How Chechnya became a breeding fround for Terror

Islamist terrorists have co-opted the Chechen cause as part of a global jihad.

Umar Ibn al-Khattab, a Saudi native who became the leader of the foreign mujahideen in Chechnya, said, “This case is not just a Chechen matter but an Islamic matter, like Afghanistan.”

Khalid Sheikh Muhammad, mastermind of the 9-11 attacks on New York and Washington, attempted to join Ibn al-Khattab in Chechnya but was unable to traverse Azerbaijan.

As radical Islamists convert Chechens from their indigenous Sufi practices toward extremist Salafi or Wahhabi doctrine, increasing numbers of Chechens are embracing Ibn al-Khattab’s views, encouraged by fatwas endorsing him issued by al-Qaeda-linked Saudi clerics.

Ibn al-Khattab was killed in March 2002, perhaps by a poisoned letter sent by Russian intelligence. His successor was Abu Walid al-Ghamdi, a Saudi who had been in Chechnya since the late 1990s.

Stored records
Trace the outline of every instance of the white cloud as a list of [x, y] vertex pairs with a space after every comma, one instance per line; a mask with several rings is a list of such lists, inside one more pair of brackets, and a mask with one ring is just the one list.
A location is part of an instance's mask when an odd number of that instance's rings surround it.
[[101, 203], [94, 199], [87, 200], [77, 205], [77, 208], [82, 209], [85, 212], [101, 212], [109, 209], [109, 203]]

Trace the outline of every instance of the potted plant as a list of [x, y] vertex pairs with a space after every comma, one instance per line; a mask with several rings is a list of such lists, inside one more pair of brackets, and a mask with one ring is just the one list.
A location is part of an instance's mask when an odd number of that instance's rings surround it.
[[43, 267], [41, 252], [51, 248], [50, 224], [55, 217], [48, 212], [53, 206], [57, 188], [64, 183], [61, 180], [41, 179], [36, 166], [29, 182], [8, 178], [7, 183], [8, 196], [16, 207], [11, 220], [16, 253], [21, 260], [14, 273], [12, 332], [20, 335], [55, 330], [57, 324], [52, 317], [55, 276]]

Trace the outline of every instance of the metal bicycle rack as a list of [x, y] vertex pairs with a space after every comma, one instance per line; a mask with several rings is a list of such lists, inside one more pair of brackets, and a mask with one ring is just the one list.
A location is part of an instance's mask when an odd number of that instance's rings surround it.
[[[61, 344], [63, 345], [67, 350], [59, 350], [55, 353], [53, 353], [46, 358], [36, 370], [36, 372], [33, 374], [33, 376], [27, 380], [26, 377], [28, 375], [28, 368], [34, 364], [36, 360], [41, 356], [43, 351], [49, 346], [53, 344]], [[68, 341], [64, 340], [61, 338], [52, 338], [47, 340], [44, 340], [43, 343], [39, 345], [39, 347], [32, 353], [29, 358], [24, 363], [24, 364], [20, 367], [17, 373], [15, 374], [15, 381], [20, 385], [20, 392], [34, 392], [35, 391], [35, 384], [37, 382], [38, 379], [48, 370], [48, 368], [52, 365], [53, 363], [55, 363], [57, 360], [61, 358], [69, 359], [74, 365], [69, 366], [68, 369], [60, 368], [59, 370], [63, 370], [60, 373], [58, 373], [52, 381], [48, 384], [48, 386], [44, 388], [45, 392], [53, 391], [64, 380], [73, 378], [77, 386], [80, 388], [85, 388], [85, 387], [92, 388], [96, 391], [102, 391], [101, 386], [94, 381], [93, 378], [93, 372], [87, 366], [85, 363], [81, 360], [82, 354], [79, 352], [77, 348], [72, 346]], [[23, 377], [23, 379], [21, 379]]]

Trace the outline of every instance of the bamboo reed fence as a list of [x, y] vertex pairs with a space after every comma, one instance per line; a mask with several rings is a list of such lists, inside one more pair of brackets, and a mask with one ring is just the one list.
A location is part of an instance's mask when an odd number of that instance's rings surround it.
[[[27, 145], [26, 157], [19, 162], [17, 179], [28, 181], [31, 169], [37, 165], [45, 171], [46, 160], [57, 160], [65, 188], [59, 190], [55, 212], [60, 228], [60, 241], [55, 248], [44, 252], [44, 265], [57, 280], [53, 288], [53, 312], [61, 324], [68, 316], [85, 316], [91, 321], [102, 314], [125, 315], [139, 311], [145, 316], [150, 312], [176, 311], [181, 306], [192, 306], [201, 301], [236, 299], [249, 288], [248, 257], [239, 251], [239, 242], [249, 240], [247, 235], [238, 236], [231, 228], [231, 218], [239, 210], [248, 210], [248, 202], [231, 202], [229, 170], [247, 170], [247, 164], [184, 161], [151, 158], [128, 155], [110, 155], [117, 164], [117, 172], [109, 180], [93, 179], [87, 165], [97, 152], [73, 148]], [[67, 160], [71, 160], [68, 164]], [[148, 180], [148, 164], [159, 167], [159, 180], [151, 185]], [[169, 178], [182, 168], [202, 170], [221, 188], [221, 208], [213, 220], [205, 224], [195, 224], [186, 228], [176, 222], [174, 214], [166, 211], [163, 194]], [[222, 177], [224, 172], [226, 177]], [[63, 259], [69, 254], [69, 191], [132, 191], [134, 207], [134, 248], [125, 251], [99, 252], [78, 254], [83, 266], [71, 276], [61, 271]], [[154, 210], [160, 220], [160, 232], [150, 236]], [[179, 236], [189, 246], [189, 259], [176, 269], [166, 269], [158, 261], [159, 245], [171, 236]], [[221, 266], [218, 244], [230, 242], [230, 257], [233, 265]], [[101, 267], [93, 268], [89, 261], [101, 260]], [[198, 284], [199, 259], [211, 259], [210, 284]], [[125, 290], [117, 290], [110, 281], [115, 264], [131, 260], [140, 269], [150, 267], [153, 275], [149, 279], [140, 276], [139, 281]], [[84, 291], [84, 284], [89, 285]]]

APPLY WHAT YOU READ
- a) In the article on Chechnya and terrorism, who succeeded Ibn al-Khattab after his death?
- b) Pick up the article on Chechnya and terrorism after its last sentence and keep writing it.

ANSWER LIST
- a) Abu Walid al-Ghamdi, a Saudi who had been in Chechnya since the late 1990s.

- b)
Abu Walid emphasized terrorism in Russia rather than guerilla warfare in Chechnya.

Wth the loss of their Afghan safe haven, al-Qaeda operatives scattered. With the help of Islamist charities, many traveled to the Pankisi Gorge, a mountainous area in northern Georgia.

According to U.S. intelligence sources cited in an Italian indictment, Abu Mussab al-Zarqawi, the Jordanian terrorist alleged to mastermind much of the Iraqi insurgency, dispatched Adnan Muhammad Sadiq (Abu Atiya), a former al-Qaeda instructor at a Herat, Afghanistan training camp, to Pankisi.

In the gorge, Abu Atiya, a Palestinian who had lost a leg during the Chechen war, trained terrorists in the use of toxic gases.